## Begin Supplied records
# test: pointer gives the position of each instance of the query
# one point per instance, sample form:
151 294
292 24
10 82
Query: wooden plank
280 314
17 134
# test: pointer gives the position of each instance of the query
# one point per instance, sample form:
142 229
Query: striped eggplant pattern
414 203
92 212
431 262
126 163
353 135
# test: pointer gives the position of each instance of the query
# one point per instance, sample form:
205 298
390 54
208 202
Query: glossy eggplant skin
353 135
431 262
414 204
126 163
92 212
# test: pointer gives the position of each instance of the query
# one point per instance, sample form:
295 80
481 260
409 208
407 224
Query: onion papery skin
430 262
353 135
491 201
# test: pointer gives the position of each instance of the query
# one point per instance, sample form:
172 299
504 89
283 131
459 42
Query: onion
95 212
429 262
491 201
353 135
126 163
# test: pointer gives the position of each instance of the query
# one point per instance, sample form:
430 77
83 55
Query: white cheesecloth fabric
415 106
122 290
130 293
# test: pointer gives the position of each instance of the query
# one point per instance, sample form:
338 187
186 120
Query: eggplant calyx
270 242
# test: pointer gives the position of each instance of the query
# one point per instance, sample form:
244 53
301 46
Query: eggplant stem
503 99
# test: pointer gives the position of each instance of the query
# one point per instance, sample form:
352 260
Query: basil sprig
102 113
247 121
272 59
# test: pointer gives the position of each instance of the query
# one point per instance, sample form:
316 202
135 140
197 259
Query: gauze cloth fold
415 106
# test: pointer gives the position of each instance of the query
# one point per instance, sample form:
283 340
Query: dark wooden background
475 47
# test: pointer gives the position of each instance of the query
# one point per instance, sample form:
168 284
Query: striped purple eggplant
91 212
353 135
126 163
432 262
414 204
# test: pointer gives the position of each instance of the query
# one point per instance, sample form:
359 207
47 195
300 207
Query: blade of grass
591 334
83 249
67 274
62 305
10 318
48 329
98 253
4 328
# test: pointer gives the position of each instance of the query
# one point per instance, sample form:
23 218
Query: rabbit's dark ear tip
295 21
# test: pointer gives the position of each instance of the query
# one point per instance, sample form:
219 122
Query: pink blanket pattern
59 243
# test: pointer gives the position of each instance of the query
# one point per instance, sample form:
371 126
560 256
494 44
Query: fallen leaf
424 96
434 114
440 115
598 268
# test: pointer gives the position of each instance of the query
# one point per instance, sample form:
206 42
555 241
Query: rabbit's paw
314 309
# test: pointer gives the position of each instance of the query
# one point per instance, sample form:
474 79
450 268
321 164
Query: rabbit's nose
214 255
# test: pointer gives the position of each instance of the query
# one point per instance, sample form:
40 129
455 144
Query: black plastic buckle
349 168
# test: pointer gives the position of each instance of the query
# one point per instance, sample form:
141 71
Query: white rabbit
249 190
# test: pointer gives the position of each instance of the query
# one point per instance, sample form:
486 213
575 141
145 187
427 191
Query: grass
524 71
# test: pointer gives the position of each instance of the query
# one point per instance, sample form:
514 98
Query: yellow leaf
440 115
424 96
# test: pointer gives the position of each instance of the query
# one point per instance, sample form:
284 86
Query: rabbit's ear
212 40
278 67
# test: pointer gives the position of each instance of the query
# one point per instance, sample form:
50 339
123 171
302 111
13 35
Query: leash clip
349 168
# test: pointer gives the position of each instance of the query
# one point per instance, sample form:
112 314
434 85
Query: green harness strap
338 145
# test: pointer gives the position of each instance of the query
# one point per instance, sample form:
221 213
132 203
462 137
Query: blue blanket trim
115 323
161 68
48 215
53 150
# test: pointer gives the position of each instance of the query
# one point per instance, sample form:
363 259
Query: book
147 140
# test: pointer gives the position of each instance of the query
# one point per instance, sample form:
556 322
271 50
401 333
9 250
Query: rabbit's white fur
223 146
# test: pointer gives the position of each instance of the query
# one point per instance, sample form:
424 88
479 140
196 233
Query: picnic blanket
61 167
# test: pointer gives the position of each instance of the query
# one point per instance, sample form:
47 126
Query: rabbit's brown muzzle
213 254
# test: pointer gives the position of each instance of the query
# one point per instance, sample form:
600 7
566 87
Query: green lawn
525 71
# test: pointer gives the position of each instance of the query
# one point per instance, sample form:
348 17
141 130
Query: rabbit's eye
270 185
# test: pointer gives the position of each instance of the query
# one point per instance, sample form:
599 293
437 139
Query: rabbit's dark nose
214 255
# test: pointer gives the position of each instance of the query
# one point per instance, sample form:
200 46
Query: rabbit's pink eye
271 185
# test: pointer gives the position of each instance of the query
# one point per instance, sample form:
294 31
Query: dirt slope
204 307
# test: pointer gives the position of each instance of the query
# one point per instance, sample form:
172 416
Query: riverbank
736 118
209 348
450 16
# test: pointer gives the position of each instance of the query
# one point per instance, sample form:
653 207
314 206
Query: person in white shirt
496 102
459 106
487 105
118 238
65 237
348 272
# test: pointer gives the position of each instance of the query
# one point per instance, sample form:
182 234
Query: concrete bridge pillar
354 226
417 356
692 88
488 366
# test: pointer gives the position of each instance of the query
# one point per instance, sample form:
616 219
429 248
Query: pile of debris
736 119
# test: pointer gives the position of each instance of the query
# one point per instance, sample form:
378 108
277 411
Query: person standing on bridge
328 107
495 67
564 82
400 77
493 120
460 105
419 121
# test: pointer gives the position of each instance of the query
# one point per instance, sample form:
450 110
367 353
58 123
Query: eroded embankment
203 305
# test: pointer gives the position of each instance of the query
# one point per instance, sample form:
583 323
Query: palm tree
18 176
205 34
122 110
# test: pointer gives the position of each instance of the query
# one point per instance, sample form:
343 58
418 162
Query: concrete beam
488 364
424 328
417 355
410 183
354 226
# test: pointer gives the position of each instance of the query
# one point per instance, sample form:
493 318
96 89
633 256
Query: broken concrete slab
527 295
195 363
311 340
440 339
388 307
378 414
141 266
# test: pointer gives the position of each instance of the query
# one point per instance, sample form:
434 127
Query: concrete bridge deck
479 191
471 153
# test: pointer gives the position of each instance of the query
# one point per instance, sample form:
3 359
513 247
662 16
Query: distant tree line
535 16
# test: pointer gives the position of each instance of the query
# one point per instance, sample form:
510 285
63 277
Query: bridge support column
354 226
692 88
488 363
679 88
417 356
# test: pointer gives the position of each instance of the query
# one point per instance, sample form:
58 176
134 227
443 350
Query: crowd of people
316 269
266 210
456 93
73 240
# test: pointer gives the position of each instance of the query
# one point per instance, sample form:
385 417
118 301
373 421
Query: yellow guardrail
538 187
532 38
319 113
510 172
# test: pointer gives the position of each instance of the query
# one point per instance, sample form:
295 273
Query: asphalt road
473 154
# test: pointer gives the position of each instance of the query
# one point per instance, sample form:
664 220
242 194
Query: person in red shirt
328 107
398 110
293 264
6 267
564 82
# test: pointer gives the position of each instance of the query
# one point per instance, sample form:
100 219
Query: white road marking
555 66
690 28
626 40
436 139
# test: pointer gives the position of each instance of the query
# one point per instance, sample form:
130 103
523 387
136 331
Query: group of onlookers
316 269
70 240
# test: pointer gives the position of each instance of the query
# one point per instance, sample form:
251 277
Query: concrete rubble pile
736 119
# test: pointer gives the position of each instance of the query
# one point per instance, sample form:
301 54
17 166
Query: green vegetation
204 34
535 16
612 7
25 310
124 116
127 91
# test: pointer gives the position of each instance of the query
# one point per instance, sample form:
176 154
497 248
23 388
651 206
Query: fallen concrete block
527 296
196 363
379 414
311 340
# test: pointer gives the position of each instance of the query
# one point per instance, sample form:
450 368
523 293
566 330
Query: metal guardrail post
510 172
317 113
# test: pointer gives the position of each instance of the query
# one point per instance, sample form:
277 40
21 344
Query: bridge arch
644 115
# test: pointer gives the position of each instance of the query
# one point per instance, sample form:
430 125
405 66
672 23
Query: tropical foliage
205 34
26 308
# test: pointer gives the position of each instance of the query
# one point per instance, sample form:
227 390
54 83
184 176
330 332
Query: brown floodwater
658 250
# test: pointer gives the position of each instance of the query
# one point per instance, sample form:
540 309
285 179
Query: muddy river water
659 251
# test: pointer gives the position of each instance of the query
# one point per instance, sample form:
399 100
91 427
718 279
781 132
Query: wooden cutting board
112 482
## End Supplied records
## Begin Supplied records
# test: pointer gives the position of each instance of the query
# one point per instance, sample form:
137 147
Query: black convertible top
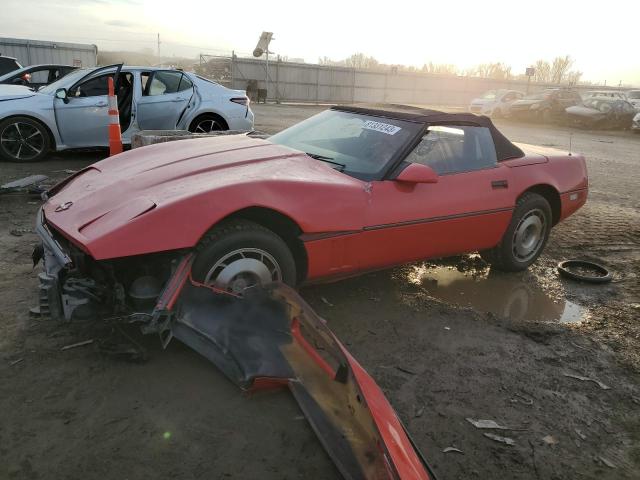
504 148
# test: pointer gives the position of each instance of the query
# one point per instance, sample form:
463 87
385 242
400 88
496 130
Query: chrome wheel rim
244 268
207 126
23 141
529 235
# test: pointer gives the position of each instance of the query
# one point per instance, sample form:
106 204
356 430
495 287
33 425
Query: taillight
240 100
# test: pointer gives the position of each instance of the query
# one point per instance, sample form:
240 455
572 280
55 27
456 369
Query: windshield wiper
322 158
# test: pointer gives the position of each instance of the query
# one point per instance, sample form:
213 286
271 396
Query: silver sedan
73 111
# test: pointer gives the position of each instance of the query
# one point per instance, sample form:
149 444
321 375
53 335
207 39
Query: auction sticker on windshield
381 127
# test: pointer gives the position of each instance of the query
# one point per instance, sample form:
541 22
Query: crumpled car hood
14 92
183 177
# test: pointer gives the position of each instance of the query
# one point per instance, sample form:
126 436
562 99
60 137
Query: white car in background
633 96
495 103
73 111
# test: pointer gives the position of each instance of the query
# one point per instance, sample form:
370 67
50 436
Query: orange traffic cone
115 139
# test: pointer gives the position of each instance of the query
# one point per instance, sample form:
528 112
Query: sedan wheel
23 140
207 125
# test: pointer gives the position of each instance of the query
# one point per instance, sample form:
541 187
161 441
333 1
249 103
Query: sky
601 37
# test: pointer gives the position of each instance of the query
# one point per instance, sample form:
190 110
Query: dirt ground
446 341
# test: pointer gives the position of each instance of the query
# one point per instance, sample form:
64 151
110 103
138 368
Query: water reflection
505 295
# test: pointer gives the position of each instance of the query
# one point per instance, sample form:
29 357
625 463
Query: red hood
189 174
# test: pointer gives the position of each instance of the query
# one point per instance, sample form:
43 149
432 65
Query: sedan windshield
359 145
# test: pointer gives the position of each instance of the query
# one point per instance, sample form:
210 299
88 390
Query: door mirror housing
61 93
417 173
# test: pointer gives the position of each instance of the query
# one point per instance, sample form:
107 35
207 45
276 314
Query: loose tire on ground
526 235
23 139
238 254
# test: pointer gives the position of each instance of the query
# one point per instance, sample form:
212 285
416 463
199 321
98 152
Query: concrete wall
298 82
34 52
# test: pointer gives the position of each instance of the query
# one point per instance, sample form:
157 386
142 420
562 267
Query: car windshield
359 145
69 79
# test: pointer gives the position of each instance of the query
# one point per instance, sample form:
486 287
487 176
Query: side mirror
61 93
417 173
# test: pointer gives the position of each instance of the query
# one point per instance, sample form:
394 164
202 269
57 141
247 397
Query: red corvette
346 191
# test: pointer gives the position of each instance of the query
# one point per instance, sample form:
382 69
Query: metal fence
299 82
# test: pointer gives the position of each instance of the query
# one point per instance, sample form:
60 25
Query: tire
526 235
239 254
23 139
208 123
## End Supplied records
Work to complete ->
Identify every line in the entries above that contains the word "tree", and copy each of those lines in full. Case counts, so match only that exact capitalization.

Reply to the exercise ->
Query: palm tree
Query: distant tree line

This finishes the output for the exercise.